*Work task*:
Nothing should differ between your output and the entries below.

___ Supplied data ___

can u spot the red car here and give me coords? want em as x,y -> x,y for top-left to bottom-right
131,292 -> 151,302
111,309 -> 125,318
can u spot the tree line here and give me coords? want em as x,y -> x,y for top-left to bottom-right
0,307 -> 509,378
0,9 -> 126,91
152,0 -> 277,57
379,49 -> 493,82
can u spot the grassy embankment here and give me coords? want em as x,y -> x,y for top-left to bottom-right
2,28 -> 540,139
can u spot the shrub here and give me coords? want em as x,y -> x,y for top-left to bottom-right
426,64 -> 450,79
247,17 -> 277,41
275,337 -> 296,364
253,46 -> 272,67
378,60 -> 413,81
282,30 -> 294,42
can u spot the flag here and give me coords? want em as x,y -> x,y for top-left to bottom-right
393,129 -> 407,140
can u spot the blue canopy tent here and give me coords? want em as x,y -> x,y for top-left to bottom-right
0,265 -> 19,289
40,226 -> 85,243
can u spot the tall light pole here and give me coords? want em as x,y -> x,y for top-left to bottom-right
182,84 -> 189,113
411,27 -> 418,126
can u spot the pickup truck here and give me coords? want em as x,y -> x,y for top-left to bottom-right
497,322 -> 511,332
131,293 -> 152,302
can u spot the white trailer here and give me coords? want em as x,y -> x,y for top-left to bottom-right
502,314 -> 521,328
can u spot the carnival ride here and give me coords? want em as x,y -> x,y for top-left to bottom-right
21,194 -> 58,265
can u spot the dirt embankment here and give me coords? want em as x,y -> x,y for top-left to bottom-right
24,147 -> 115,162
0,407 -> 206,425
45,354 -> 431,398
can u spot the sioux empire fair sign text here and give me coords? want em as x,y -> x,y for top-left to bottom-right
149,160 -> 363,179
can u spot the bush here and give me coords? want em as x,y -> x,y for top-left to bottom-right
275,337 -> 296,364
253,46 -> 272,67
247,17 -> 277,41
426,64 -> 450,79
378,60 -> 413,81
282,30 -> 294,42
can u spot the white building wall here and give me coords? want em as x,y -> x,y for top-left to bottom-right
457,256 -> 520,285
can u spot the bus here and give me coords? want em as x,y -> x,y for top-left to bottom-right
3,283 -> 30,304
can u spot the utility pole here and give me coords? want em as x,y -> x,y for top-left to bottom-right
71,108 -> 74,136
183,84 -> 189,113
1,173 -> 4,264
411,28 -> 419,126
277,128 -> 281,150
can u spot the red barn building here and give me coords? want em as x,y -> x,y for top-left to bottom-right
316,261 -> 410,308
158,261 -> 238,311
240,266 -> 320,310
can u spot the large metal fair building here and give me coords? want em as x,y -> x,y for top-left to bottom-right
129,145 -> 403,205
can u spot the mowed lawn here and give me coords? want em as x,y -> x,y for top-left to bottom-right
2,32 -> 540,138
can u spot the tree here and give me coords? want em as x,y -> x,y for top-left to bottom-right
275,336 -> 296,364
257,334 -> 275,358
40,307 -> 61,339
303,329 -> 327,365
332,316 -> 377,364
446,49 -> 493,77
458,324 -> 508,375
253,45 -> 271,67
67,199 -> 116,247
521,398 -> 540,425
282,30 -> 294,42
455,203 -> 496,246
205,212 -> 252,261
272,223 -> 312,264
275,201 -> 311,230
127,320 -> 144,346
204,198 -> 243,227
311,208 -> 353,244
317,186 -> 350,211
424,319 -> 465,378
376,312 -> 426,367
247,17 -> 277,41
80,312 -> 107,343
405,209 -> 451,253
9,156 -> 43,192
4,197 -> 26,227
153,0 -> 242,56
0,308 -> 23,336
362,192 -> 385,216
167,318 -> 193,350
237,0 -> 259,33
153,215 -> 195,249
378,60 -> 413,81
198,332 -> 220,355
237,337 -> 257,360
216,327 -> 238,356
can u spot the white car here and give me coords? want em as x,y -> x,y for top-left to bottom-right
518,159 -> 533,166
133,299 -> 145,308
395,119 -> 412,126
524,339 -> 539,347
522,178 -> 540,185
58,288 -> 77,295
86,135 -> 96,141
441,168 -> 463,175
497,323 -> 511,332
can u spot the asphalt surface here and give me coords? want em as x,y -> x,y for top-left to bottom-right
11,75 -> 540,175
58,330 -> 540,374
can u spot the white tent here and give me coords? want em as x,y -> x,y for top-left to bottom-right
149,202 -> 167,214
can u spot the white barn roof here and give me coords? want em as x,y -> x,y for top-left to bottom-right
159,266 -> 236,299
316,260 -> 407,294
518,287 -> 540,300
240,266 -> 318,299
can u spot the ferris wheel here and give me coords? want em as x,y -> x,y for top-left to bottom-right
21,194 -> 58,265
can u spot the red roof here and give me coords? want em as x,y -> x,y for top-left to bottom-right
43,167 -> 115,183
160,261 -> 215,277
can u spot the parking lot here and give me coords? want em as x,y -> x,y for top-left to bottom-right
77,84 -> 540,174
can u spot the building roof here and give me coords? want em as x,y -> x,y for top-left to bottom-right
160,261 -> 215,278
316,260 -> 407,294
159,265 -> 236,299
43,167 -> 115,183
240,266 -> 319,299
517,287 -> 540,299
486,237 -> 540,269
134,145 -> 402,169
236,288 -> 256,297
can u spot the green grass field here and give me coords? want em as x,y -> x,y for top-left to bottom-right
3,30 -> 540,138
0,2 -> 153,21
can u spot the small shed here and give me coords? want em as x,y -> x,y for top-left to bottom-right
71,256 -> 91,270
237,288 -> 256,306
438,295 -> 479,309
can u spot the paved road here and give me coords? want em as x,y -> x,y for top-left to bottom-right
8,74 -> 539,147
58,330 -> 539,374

___

*Result of this exercise*:
can u spot the red car here and give me coords? want em as x,y -> x,y for top-left to bottom-right
131,292 -> 151,302
111,309 -> 125,318
can u spot the tree line here and give me coords? want em as x,y -> x,y for top-left to bottom-right
0,307 -> 509,378
0,9 -> 126,91
152,0 -> 277,57
379,49 -> 493,82
can u spot the grassy embankment here and give me coords? want em as x,y -> x,y for top-left to bottom-right
2,28 -> 540,139
can u spot the shrub here and give me coords? want em as x,y -> x,y for top-left to bottom-right
426,64 -> 450,79
247,17 -> 277,41
275,337 -> 296,364
253,46 -> 272,67
378,60 -> 413,81
282,30 -> 294,42
can u spot the flag here and give me coords? want em as x,y -> x,y for top-left to bottom-right
393,129 -> 407,140
can u spot the blue canopy tent here and give me coords? want em as x,y -> x,y for top-left to bottom-right
0,265 -> 19,289
40,226 -> 85,243
can u spot the tall light pole here and give me coords? want em as x,y -> x,y for top-left to bottom-right
182,84 -> 189,113
411,27 -> 418,126
can u spot the pickup truck here and give me coords? want em as x,y -> x,y for top-left to bottom-right
497,322 -> 511,332
131,293 -> 152,302
can u spot the white trailer here and give me coords? want em as x,y -> x,y for top-left to bottom-right
502,314 -> 521,328
can u spot the carnival ride here and give me coords? want em as x,y -> x,y for top-left to bottom-right
21,194 -> 58,265
can u spot the dirt embankment here and give me coords? want em as x,y -> x,y for top-left to bottom-right
24,147 -> 115,162
0,407 -> 206,425
45,354 -> 431,398
can u spot the sioux empire fair sign text here and give me coords? want em as x,y -> x,y for top-left to bottom-right
149,160 -> 363,179
can u spot the bush here and give me coords? want em as x,y -> x,y for top-left to bottom-right
275,337 -> 296,364
253,46 -> 272,67
247,17 -> 277,41
426,64 -> 450,79
378,60 -> 413,81
282,30 -> 294,42
can u spot the white building wall here and give me coords? want em as x,y -> x,y for top-left to bottom-right
457,256 -> 520,285
can u spot the bus here and give me coords? want em as x,y -> x,y for top-left to bottom-right
3,283 -> 30,304
can u spot the utility pole here and give me coords? want em as x,y -> x,y for top-left to bottom-right
71,108 -> 74,136
183,84 -> 189,113
1,173 -> 4,264
411,28 -> 419,126
277,128 -> 281,150
can u spot the red barn building here and give me coords? want em as x,y -> x,y for top-left to bottom-right
316,261 -> 410,308
158,261 -> 238,311
240,266 -> 320,310
can u spot the large metal fair building here and give me coords? want em as x,y -> x,y for top-left to bottom-right
129,145 -> 403,205
can u spot the mowed lawn here and give me coords? want em as x,y -> x,y for top-left to bottom-right
2,32 -> 540,138
can u spot the tree here and give me coords? want em as x,y -> x,y for top-left to bottom-right
275,336 -> 296,364
257,334 -> 275,358
40,307 -> 61,339
303,329 -> 327,365
332,316 -> 377,364
446,49 -> 493,77
458,324 -> 508,375
253,45 -> 271,67
67,199 -> 116,247
521,398 -> 540,425
282,30 -> 294,42
455,203 -> 496,246
205,212 -> 252,261
272,223 -> 312,264
275,201 -> 311,230
127,320 -> 144,346
204,198 -> 243,227
311,208 -> 353,244
317,186 -> 350,211
424,319 -> 465,378
376,312 -> 426,367
247,17 -> 277,41
80,312 -> 107,343
405,209 -> 451,253
9,156 -> 43,192
4,197 -> 26,227
153,0 -> 242,56
0,308 -> 23,336
362,192 -> 385,216
167,318 -> 193,350
237,0 -> 259,33
153,215 -> 195,249
378,60 -> 413,81
198,332 -> 220,355
237,337 -> 257,360
216,327 -> 238,356
can u spot the white car here and give me coords? want em as x,y -> x,y for top-left to bottom-right
518,159 -> 533,166
133,299 -> 145,308
395,119 -> 412,126
524,339 -> 539,347
522,178 -> 540,185
58,288 -> 77,295
86,135 -> 96,141
441,168 -> 463,175
497,323 -> 511,332
can u spot the asphalt surface here and give me coords? want em as x,y -> x,y for top-left to bottom-right
11,75 -> 540,175
58,330 -> 540,374
can u spot the white tent here and give me coords? want em as x,y -> x,y for top-left to bottom-right
149,202 -> 167,214
can u spot the white barn roof here and give me coords? want em as x,y -> x,y for top-left to bottom-right
159,266 -> 236,299
316,260 -> 407,294
518,287 -> 540,300
240,266 -> 318,299
can u spot the ferris wheel here and give me coords? want em as x,y -> x,y for top-left to bottom-right
21,194 -> 58,265
can u spot the red roof here and give me coords? want em as x,y -> x,y for top-left to bottom-right
43,167 -> 115,183
160,261 -> 215,277
can u spot the parking lot here and give me coords? want em as x,y -> x,y for top-left to bottom-right
77,84 -> 540,174
can u spot the building roof here and give me coords? want em as x,y -> x,y for top-left to bottom-right
160,261 -> 215,278
316,260 -> 407,294
159,265 -> 236,299
43,167 -> 115,183
240,266 -> 319,299
517,287 -> 540,299
486,237 -> 540,269
134,145 -> 402,169
236,288 -> 256,297
can u spot the green grass field here and give me coords? want em as x,y -> x,y for top-left to bottom-right
3,30 -> 540,138
0,2 -> 153,21
can u spot the small shed here and give me coords? want em as x,y -> x,y for top-left to bottom-right
71,256 -> 91,270
237,288 -> 256,306
438,295 -> 479,309
can u spot the paved road here and give me coords? want em as x,y -> x,y for top-left to bottom-right
8,74 -> 539,147
58,330 -> 539,374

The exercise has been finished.